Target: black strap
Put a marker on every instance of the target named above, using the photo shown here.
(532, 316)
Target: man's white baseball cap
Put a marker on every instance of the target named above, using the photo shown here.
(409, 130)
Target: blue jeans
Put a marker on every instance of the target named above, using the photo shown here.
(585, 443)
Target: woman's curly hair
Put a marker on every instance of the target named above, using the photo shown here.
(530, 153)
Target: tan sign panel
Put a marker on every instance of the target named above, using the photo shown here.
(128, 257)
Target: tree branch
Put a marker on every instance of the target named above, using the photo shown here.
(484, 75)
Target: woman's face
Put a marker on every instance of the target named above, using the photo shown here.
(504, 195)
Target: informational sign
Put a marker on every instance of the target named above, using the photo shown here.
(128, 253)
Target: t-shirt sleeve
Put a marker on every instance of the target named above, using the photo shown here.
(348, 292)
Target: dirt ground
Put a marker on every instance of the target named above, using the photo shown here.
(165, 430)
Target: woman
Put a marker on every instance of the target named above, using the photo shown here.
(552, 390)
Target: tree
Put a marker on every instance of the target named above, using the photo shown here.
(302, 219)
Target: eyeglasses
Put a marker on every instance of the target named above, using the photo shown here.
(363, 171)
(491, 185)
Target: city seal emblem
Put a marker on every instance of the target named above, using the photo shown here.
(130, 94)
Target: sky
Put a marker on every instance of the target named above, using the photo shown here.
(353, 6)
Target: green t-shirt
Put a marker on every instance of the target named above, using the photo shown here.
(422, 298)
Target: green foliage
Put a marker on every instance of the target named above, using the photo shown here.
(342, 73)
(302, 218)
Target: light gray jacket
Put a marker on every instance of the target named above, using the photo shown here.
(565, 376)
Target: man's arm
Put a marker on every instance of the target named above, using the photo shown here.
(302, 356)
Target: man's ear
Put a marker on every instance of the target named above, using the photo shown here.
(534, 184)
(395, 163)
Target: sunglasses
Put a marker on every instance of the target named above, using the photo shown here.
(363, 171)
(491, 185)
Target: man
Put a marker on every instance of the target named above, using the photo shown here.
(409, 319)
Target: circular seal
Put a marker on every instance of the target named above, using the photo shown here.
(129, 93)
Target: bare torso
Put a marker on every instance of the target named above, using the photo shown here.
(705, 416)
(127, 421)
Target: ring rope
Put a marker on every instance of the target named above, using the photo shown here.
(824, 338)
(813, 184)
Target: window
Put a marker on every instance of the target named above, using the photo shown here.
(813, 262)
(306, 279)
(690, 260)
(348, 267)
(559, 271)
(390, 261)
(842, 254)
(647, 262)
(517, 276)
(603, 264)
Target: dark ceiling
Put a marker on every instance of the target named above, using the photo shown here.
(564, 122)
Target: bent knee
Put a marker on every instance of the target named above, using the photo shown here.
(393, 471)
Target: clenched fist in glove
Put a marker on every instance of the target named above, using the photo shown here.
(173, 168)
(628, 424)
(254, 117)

****************************************

Required work
Recast every line of the records above as a numbered list, omitting any blank lines.

Output for this exercise
1. Target: black strap
2. Put a marker on every instance of the target named above, using the photo shown here.
3. (532, 316)
4. Target: man's white baseball cap
5. Put a marker on every instance of the target named above, using the photo shown here.
6. (409, 130)
7. Target: blue jeans
8. Put a marker on every instance of the target named above, using the photo shown here.
9. (585, 443)
10. Target: woman's curly hair
11. Put a marker on every instance of the target named above, using the photo shown here.
12. (530, 153)
13. Target: tan sign panel
14. Put a marker on every instance of the target named above, using the photo shown here.
15. (128, 257)
16. Target: tree branch
17. Put a marker on every instance of the target named above, using the photo shown here.
18. (484, 75)
19. Target: woman's face
20. Put a marker on every instance of the target named above, using the photo shown here.
21. (504, 195)
22. Target: informational sign
23. Put a marker on every instance of the target named above, using the photo shown here.
24. (128, 253)
25. Target: t-shirt sleeve
26. Put a marker on every instance of the target named above, using the photo shown here.
27. (348, 292)
28. Target: dirt ground
29. Put a marker on every instance of the target named above, using the photo shown here.
30. (165, 430)
31. Target: woman
32. Put a marker on every instance of the target named above, using the photo shown here.
33. (552, 390)
34. Target: tree
35. Put a marker on every instance of the target named above, using the photo shown here.
36. (302, 219)
37. Target: eyeglasses
38. Put a marker on every instance of the target named above, using the photo shown here.
39. (363, 171)
40. (491, 185)
41. Target: city seal emblem
42. Put a marker on every instance of the target named above, using the photo shown here.
43. (130, 94)
44. Target: sky
45. Put a marker on every instance of the target named above, using the photo shown here.
46. (353, 6)
47. Target: green t-shirt
48. Put a marker on every instance of the target named above, using the photo shown here.
49. (422, 298)
50. Target: green foliage
51. Put a marker on every instance of the target named above, using the photo shown here.
52. (342, 73)
53. (302, 218)
54. Target: light gray jacket
55. Put a marker on every instance of the target named above, using the photo shown here.
56. (565, 376)
57. Target: man's arm
58. Put a marker on every instance of the target named above, using the photo shown here.
59. (302, 356)
60. Target: man's ear
61. Put a marker on every instance of the target named above, using the photo shown here.
62. (534, 184)
63. (395, 163)
64. Target: sunglasses
65. Put a marker on every instance of the target named above, using the photo shown here.
66. (363, 171)
67. (491, 185)
68. Target: man
69. Put a marker on every instance of the target named above, using the photo shown here.
70. (409, 319)
71. Target: circular seal
72. Put a marker on every instance of the target named above, using the photo shown here.
73. (129, 93)
74. Target: bare torso
75. Put a marker on every instance of the target named above, using the photo shown here.
76. (705, 416)
77. (127, 421)
78. Target: ring rope
79. Put a marker on every instance of the target named above, using the photo shown here.
80. (824, 338)
81. (813, 184)
82. Target: window
83. Put a marker on every instance of the target named above, using the photo shown here.
84. (813, 262)
85. (306, 279)
86. (690, 260)
87. (348, 267)
88. (559, 271)
89. (390, 261)
90. (842, 254)
91. (647, 262)
92. (517, 276)
93. (603, 264)
94. Target: dark ceiling
95. Put a marker on every instance of the target named above, using the photo shown here.
96. (564, 122)
97. Target: bent knee
98. Put a marker on every instance of the target named above, using the photo shown here.
99. (393, 471)
100. Target: clenched fist in glove
101. Put a marker on every instance of the target named above, using the photo shown here.
102. (173, 168)
103. (628, 424)
104. (254, 117)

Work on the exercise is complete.